A test of civilisation
A village court in Faridpur forced the father and uncle of a 15-year old boy to pluck out his eyes as punishment for stealing a mobile phone. There was also a cash fine of 30,000 taka attached to that cruelty, which makes it even harder to calculate the price of the stolen good. An eye for an eye makes the whole world blind. What about two eyes for a mobile phone? The deafening sound of its dismal ring tone hasn't stopped since it made news.
Lucky for the boy, his eyes weren't exactly plucked out. The rest of the story stands as told. The father was coerced to hit his son in the eye with a twig or something, which left an abrasion on one eyeball. The boy has become blind in one eye. He is currently undergoing treatment in a hospital.
That takes care of half the worries about the boy. But what about those men, whose kangaroo court has put him through this ordeal? In effect, he has been subjected to triple injustice in one. He was going to loose his eyes, that also in the hands of his own father and, on top of it, pay in cash.
The Tupinamba tribe in South America practiced a similar brand of inordinate justice. When they captured an enemy, they forced him to consort with one of their women. Then they killed the enemy with his baby to increase the intensity of retribution.
######
### [TASKS TO PERFORM]
[1] For each statement, say whether it agrees with the column about the Faridpur village court, and support each yes or no with the deciding words from the column: (a) The boy lost sight in one eye. (b) The court imposed a fine of 50,000 taka. (c) The Tupinamba tribe lived in Africa.
[2] Copy the part of the column about the Faridpur village court starting at "The Tupinamba tribe" and ending at "intensity of retribution.", word for word.
Rely only on the column about the Faridpur village court.

### [GIVEN DATA]
######
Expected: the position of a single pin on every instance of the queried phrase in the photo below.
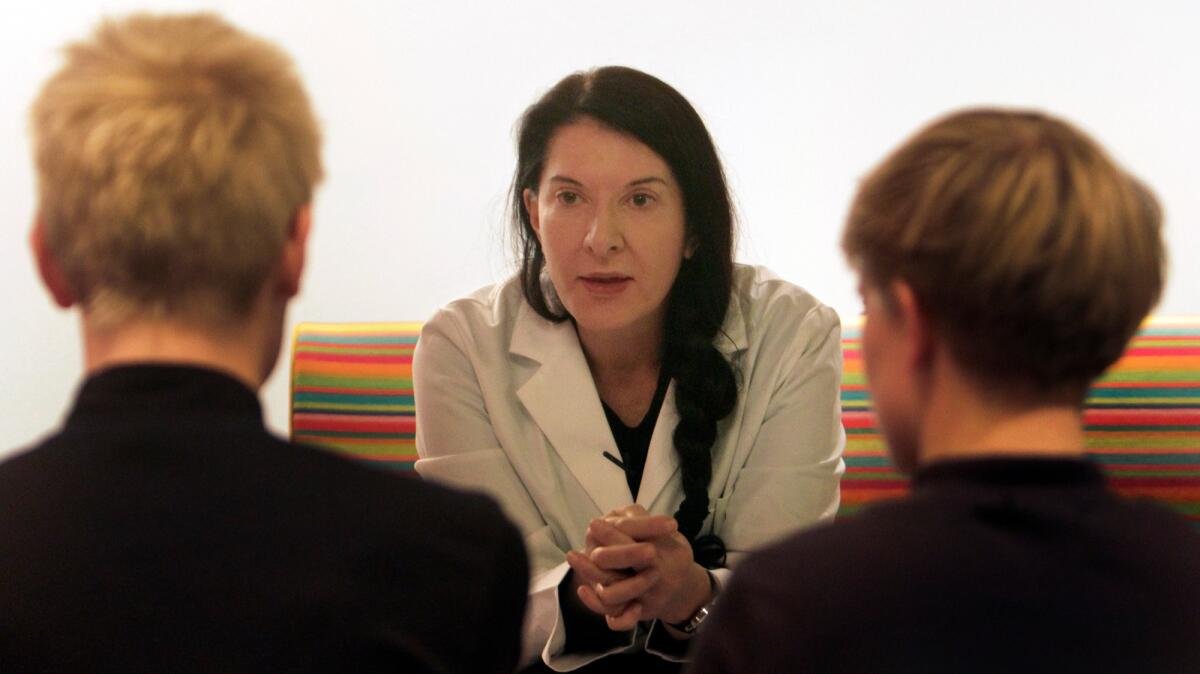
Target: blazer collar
(562, 398)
######
### [ANSWERS TO THE PROBLEMS]
[1]
(a) Yes: "The boy has become blind in one eye."
(b) No: "There was also a cash fine of 30,000 taka attached to that cruelty"
(c) No: "The Tupinamba tribe in South America practiced a similar brand of inordinate justice."

[2]
The Tupinamba tribe in South America practiced a similar brand of inordinate justice. When they captured an enemy, they forced him to consort with one of their women. Then they killed the enemy with his baby to increase the intensity of retribution.